_TASK DIRECTIONS_: Report each line from the entries in which "narrow" can be found.

_SUPPLIED MATERIAL_:

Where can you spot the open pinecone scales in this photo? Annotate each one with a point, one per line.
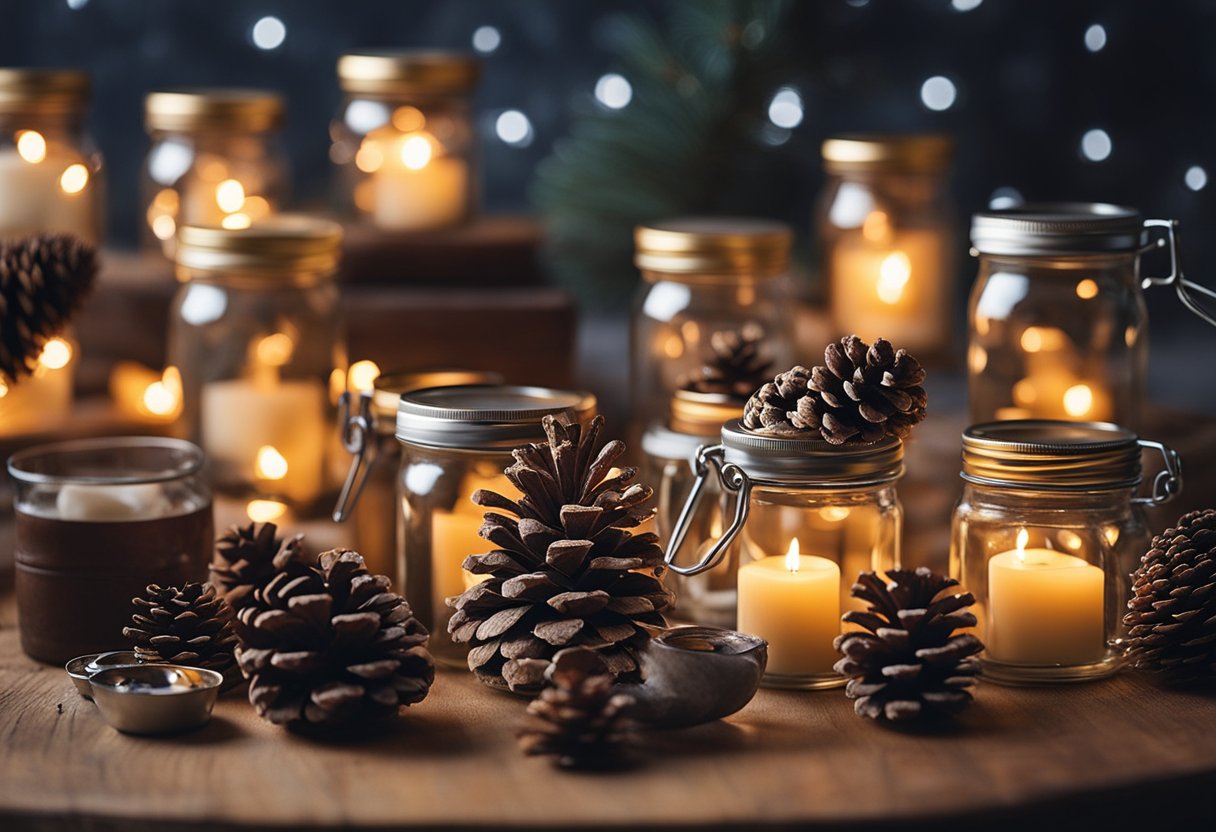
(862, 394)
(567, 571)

==

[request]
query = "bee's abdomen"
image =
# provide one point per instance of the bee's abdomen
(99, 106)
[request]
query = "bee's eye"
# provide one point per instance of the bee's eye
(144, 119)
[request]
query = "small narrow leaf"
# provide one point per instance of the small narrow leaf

* * *

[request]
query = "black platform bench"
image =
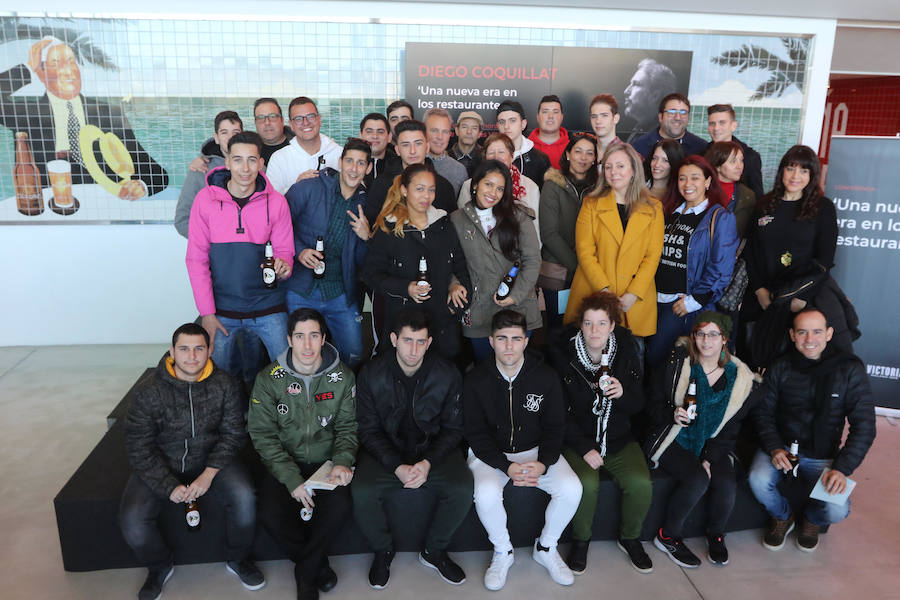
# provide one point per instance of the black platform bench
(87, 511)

_SOLUTION FOR THIS EXERCISE_:
query = "small narrow leaf"
# provide one point per instance of the small narrow leaf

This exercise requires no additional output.